_TASK_
Rewrite the listing below as a numbered list, omitting any blank lines.
[START OF STORED ROWS]
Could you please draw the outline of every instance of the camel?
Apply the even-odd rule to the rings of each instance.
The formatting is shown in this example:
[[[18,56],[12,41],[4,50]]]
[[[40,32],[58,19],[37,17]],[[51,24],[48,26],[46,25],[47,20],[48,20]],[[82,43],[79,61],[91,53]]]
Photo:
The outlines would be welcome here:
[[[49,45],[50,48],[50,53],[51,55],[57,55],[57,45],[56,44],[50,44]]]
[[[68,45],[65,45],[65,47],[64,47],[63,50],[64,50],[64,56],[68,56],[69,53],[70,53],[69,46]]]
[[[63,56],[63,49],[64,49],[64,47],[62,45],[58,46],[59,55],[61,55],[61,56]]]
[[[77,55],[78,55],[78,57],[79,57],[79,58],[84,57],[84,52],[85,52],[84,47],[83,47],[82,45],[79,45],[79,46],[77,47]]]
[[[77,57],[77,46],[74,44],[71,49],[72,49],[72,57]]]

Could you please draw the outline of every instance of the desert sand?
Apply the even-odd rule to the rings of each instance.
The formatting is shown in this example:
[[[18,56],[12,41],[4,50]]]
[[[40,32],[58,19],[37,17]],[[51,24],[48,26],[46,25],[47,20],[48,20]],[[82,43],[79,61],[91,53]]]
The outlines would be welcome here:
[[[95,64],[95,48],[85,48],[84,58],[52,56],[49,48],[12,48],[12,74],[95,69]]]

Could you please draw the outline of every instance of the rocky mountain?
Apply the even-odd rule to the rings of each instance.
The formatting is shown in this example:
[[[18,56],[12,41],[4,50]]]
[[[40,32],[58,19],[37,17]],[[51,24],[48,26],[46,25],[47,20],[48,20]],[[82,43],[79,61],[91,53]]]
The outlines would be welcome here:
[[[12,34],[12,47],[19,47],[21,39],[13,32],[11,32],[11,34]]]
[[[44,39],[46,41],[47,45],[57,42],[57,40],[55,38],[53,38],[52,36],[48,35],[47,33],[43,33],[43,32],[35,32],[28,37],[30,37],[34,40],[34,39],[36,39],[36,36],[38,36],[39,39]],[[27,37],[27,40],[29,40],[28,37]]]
[END OF STORED ROWS]
_COMPLETE RESPONSE_
1. Could you please draw the outline of every instance of the camel?
2. Apply the even-odd rule to the rings of each instance.
3. The formatting is shown in this example:
4. [[[18,56],[12,41],[4,50]]]
5. [[[40,32],[58,19],[37,17]],[[51,24],[48,26],[46,25],[47,20],[48,20]],[[82,43],[79,61],[91,53]]]
6. Photo:
7. The outlines would be welcome here:
8. [[[49,45],[50,48],[50,53],[51,55],[57,55],[57,45],[56,44],[50,44]]]
9. [[[68,45],[65,45],[65,47],[64,47],[63,50],[64,50],[64,56],[68,56],[69,53],[70,53],[69,46]]]
10. [[[63,56],[63,49],[64,49],[64,47],[62,45],[58,46],[59,55],[61,55],[61,56]]]
11. [[[77,55],[78,55],[78,57],[79,57],[79,58],[84,57],[84,52],[85,52],[84,47],[83,47],[82,45],[79,45],[79,46],[77,47]]]
12. [[[77,57],[77,46],[74,44],[71,49],[72,49],[72,57]]]
13. Could you please draw the outline of every instance of the desert sand?
14. Apply the even-odd rule to the rings of each instance.
15. The formatting is shown in this example:
16. [[[18,56],[12,41],[4,50]]]
17. [[[40,32],[58,19],[37,17]],[[51,24],[48,26],[46,25],[47,20],[48,20]],[[82,43],[79,61],[91,53]]]
18. The outlines would be welcome here:
19. [[[95,64],[95,48],[85,48],[84,58],[52,56],[49,48],[12,48],[12,74],[95,69]]]
20. Could you please draw the outline of every instance of the rocky mountain?
21. Apply the even-odd rule to the rings of each instance.
22. The formatting is shown in this example:
23. [[[18,56],[12,41],[4,50]]]
24. [[[40,32],[58,19],[37,17]],[[51,24],[48,26],[46,25],[47,20],[48,20]],[[82,43],[79,61],[91,53]]]
25. The outlines would be welcome here:
26. [[[12,34],[12,47],[19,47],[21,39],[13,32],[11,32],[11,34]]]
27. [[[44,39],[46,41],[47,45],[57,42],[57,40],[55,38],[53,38],[52,36],[48,35],[47,33],[43,33],[43,32],[35,32],[28,37],[30,37],[34,40],[34,39],[36,39],[36,36],[38,36],[39,39]],[[27,37],[27,40],[29,40],[28,37]]]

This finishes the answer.